> **SET TASK**: Rewrite the data below with every "concrete pier" changed to "stone jetty", leaving everything else unchanged.

> **RECORD SET**:

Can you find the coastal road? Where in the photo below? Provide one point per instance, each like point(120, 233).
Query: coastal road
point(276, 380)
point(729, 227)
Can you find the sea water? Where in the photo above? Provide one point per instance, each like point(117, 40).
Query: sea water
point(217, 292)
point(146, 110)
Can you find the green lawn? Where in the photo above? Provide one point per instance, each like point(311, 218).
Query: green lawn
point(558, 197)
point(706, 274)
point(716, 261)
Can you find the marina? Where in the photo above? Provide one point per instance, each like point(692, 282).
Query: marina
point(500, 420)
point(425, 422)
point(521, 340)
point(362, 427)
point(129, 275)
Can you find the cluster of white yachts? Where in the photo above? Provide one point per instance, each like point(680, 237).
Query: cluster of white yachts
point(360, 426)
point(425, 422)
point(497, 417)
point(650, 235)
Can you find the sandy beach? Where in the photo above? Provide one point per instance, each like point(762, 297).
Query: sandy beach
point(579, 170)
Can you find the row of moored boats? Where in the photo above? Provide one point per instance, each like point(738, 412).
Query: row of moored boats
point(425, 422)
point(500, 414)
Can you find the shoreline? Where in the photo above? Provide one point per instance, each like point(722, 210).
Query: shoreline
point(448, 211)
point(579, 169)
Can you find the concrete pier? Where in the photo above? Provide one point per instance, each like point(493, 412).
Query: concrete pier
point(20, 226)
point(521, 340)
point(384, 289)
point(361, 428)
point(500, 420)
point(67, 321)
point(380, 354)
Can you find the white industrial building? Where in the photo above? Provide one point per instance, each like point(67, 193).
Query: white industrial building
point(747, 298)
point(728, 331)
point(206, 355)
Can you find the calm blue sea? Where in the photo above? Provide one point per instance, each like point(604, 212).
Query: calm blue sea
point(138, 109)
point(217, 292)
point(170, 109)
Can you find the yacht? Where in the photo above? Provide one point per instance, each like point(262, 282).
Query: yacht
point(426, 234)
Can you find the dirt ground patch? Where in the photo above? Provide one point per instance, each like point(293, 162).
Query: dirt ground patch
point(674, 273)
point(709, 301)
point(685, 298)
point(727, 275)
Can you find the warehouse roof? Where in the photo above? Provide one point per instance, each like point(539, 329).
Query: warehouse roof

> **SOLUTION TO THIS TASK**:
Can you find the coastal road? Where in the photo below? Provide one point per instance, each like point(120, 233).
Query: coastal road
point(276, 380)
point(729, 227)
Can you find the sea water? Where in the photo above? Provide one point per instance, each like point(117, 40).
Query: sea water
point(217, 292)
point(146, 110)
Can you find the green lawn? Where in the photo above? Provide one point per instance, each like point(311, 218).
Query: green lawn
point(558, 197)
point(706, 274)
point(716, 261)
Can you find the marina? Where in the photo above? Provide one point per instance, each like point(692, 282).
Query: marina
point(500, 420)
point(425, 422)
point(521, 340)
point(362, 427)
point(129, 275)
Can you find the cluster of white yachts? Where in the photo above? Provide one point per instance, each like point(680, 237).
Query: cluster of white yachts
point(360, 426)
point(425, 422)
point(497, 417)
point(650, 235)
Can you find the sandy beach? Where in the photo above? Provide one point per instance, each like point(762, 297).
Query: sandy beach
point(579, 170)
Can you find the row of moored boats? Where in the photo above? Provide one point per instance, each like point(738, 412).
Query: row of moored boats
point(425, 422)
point(500, 414)
Can you find the shoreline? Where in the photo above? Provide one point per instance, each like point(722, 210).
Query: shoreline
point(448, 211)
point(579, 169)
Can you find the stone jetty? Where in the photo above? Provide one point per instance, each like point(493, 412).
Query: stone jetty
point(20, 226)
point(521, 340)
point(384, 289)
point(361, 428)
point(500, 420)
point(67, 321)
point(380, 354)
Can you find the white industrial building? Where in the photo above? Provide one point per instance, each like point(67, 193).
Query: white industrial building
point(747, 298)
point(728, 331)
point(206, 355)
Can you find the calm blue sea? Where in the photo above? Provide one point per instance, each like point(604, 212).
Query: calm blue sea
point(138, 109)
point(217, 292)
point(170, 109)
Can you find the yacht? Where in the photo above? Provide one point per instance, each like point(262, 282).
Query: yacht
point(426, 234)
Can you find the dirt ground patch? Where in the photo above? Provide one point per instance, each like point(293, 162).
Query: dirt ground patch
point(674, 273)
point(709, 301)
point(685, 298)
point(727, 275)
Can you find the warehouse roof? Where in the photo above? Provide one point per instance, each like point(539, 329).
Query: warehouse roof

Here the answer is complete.